▶ **About this task**:
Tally the lines of the data below that contain the string "photo". Give the tally and nothing else.

▶ **Task input**:
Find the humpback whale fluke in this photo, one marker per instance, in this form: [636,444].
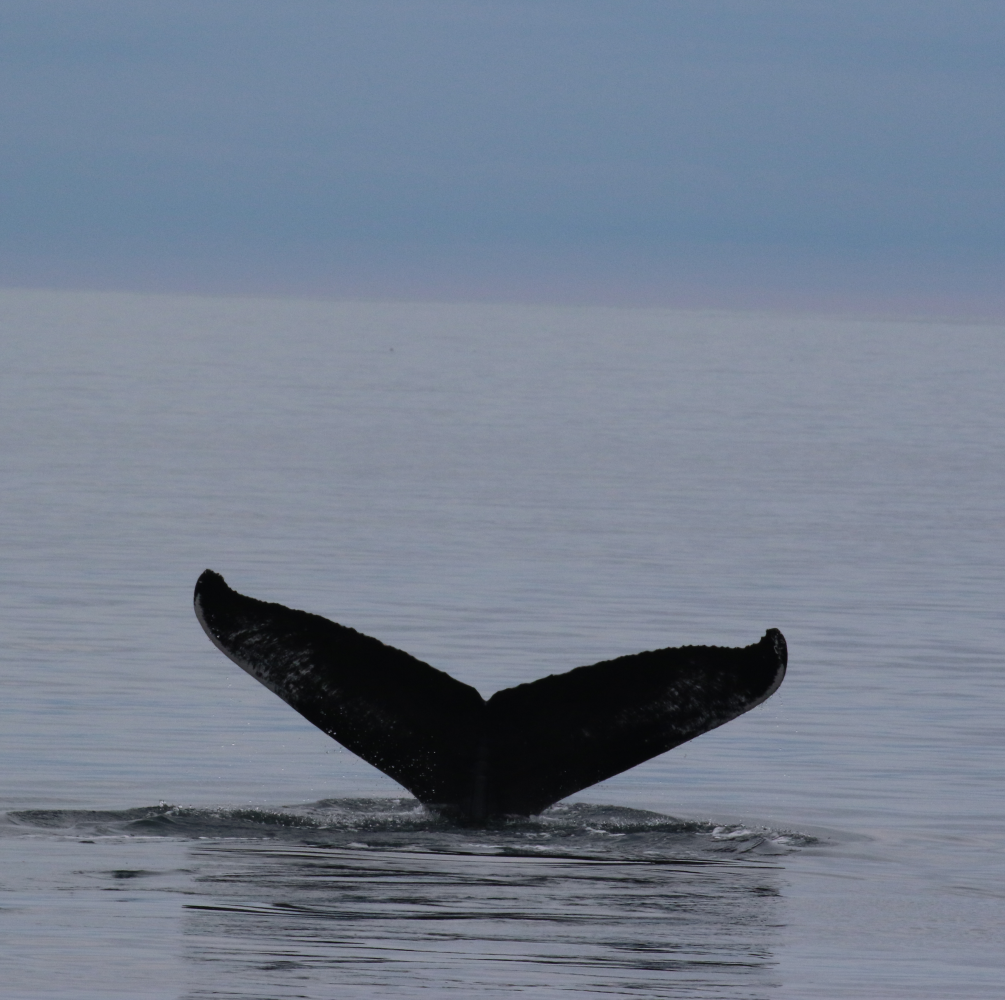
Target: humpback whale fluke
[518,753]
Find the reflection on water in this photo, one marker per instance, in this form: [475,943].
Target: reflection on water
[366,896]
[286,922]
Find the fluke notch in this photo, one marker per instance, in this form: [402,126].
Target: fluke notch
[518,753]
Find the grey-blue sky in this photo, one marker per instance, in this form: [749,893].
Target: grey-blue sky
[692,151]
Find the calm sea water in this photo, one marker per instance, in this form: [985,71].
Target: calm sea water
[505,492]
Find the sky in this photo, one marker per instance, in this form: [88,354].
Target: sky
[837,156]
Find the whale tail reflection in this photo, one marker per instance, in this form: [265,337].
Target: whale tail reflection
[518,753]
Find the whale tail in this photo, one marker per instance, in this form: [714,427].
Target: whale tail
[518,753]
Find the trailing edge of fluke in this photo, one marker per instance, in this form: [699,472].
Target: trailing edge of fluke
[518,753]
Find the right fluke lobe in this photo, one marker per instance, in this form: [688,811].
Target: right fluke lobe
[527,747]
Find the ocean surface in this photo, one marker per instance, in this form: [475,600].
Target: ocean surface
[506,492]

▶ **Answer section**:
11